_Data excerpts:_
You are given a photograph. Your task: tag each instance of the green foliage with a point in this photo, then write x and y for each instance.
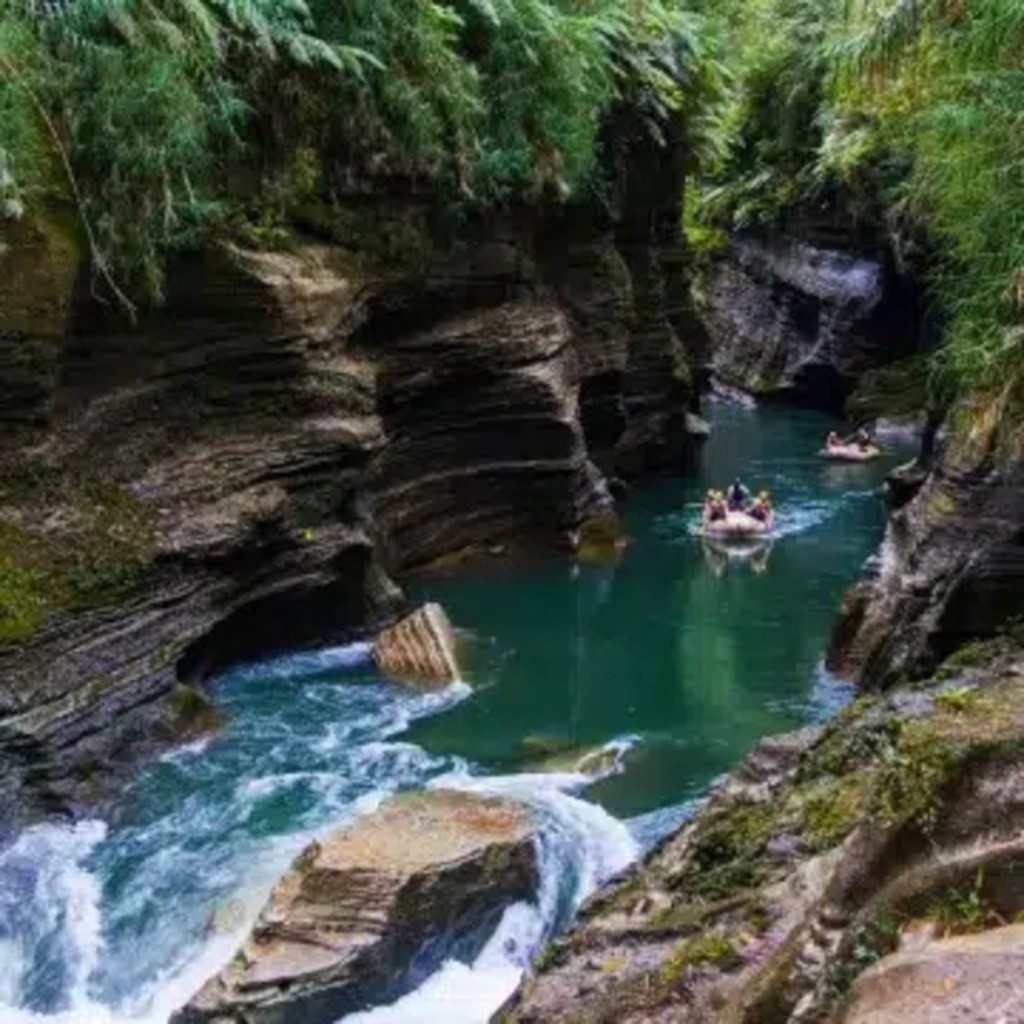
(726, 856)
(905, 113)
(714, 948)
(913, 774)
(964, 910)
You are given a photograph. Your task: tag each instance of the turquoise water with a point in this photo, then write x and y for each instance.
(670, 664)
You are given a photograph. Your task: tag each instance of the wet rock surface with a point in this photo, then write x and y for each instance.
(823, 853)
(253, 467)
(420, 648)
(795, 321)
(950, 566)
(368, 911)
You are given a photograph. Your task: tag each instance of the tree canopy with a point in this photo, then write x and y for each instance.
(150, 113)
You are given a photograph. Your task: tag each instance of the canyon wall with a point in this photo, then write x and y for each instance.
(253, 466)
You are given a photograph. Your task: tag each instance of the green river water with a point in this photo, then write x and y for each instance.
(672, 664)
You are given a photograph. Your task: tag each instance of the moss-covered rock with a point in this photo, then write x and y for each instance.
(806, 868)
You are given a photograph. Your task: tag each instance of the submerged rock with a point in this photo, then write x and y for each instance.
(367, 912)
(976, 979)
(419, 648)
(797, 321)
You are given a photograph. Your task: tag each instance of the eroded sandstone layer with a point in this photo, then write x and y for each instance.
(253, 466)
(894, 829)
(793, 320)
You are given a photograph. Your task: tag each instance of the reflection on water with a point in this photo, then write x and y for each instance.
(695, 649)
(719, 556)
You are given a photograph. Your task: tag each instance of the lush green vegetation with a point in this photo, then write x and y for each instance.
(905, 114)
(162, 120)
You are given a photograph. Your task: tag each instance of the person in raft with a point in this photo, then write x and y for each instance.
(761, 509)
(715, 506)
(737, 497)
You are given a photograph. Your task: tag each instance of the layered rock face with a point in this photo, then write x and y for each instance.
(895, 830)
(249, 469)
(951, 564)
(420, 648)
(369, 911)
(795, 321)
(196, 501)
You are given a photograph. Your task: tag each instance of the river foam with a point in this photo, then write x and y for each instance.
(121, 927)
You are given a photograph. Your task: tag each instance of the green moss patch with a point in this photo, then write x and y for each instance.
(92, 554)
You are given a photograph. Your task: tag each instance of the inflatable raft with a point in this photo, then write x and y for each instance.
(850, 453)
(738, 526)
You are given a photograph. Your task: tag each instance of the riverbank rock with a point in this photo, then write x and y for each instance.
(420, 648)
(801, 322)
(368, 911)
(974, 979)
(807, 865)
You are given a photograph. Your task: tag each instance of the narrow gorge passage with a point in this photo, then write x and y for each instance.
(656, 674)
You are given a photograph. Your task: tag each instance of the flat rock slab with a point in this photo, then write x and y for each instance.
(420, 648)
(972, 979)
(367, 911)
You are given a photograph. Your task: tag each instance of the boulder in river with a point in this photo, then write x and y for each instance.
(365, 913)
(419, 648)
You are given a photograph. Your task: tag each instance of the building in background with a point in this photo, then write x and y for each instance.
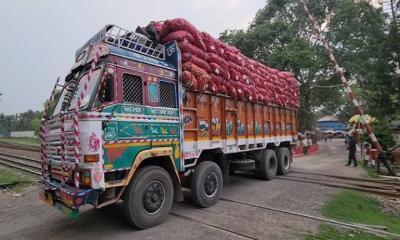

_What is needed:_
An unchanged copy of the data, images excluded, is all that should be given.

_Finished task:_
You are given a photograph. Your task: tag each instance of the green foliage with a point in this photo, then write x and y for each instance.
(726, 856)
(905, 113)
(714, 948)
(913, 774)
(964, 910)
You are given a photograph. Your task: tag each instance of the turquoise water with a point in this photo, then write x and y for each instance.
(670, 664)
You are given a photograph. Your task: tag each instance of the wet rock surface with a point in this photo, then write x and y for each instance.
(823, 853)
(253, 467)
(420, 648)
(795, 321)
(950, 566)
(368, 911)
You are given a photograph. Your task: tag each instance of the tree canopy with a point in this photo, then write x and y for each instance.
(150, 113)
You are given a photograph. Your task: tag each instance of the canyon wall with a point in this photo, then write x and y for each instance.
(253, 466)
You are given a photograph. Your task: tag each instance of the green river water with a point in this photo, then write x and y for each instance.
(672, 664)
You are given a photograph. Your task: tag each instance of the moss-covered rock with a point in this photo, then write x and y for each instance.
(806, 868)
You are given a photograph. Your task: tag each instance of the submerged rock with a point in this photo, then write x and y for each instance.
(367, 912)
(976, 979)
(419, 648)
(797, 321)
You are given a photograph. Your task: tag each instance of the eroded sandstone layer with a point in this photo, then write x and y for each instance.
(253, 466)
(894, 829)
(793, 320)
You are given a photograph. Your task: tag each instance of the reflection on water with a point in this photo, then write x and y for each instance.
(695, 649)
(719, 556)
You are given a photograph. Your task: tag each instance of the lush green vegetation with a point in this photo, then write x and y for each instance.
(905, 114)
(162, 120)
You are given a photograph. Your task: tag each instance of the person in raft with a point in this photo, then write x and y for each instance.
(761, 509)
(715, 506)
(737, 497)
You are given a photograph. Your task: tag each instance of the layered rock face with a point in this photo, then write x and y for each instance.
(895, 830)
(249, 469)
(951, 564)
(420, 648)
(369, 911)
(795, 321)
(196, 501)
You are given a photograph. Your task: tag each instance of the river foam with a point in this photo, then write x and y for each instance.
(121, 927)
You are given a photograph. Your task: tag each instance of the green moss patch with a point in this photo, then write x and y for each instance.
(92, 554)
You are given a photograph. Your task: tag each instance of the inflatable raft with a point in this photo, then write x and y for each instance.
(850, 453)
(738, 526)
You are given a photograph. Your task: tag each instance of the riverbank rock with a point in this photo, then write x and y for each instance.
(420, 648)
(801, 322)
(368, 911)
(974, 979)
(807, 865)
You are given a photograph. Your task: tag each instance of the narrow gorge passage with a point in this photo, then write x and y for each instance.
(656, 674)
You are given a photograph. Your task: tag each instance of the flat rock slab with a point in this photo, then write x and y for each instance.
(420, 648)
(972, 979)
(367, 911)
You are given a photograph. Your task: tag each instance of the boulder in river with a point in this photo, then write x and y for each instance.
(365, 913)
(419, 648)
You are given a photograph. Your task: tag each instance of the building in background with a point in this photo, then write x and y for each instance.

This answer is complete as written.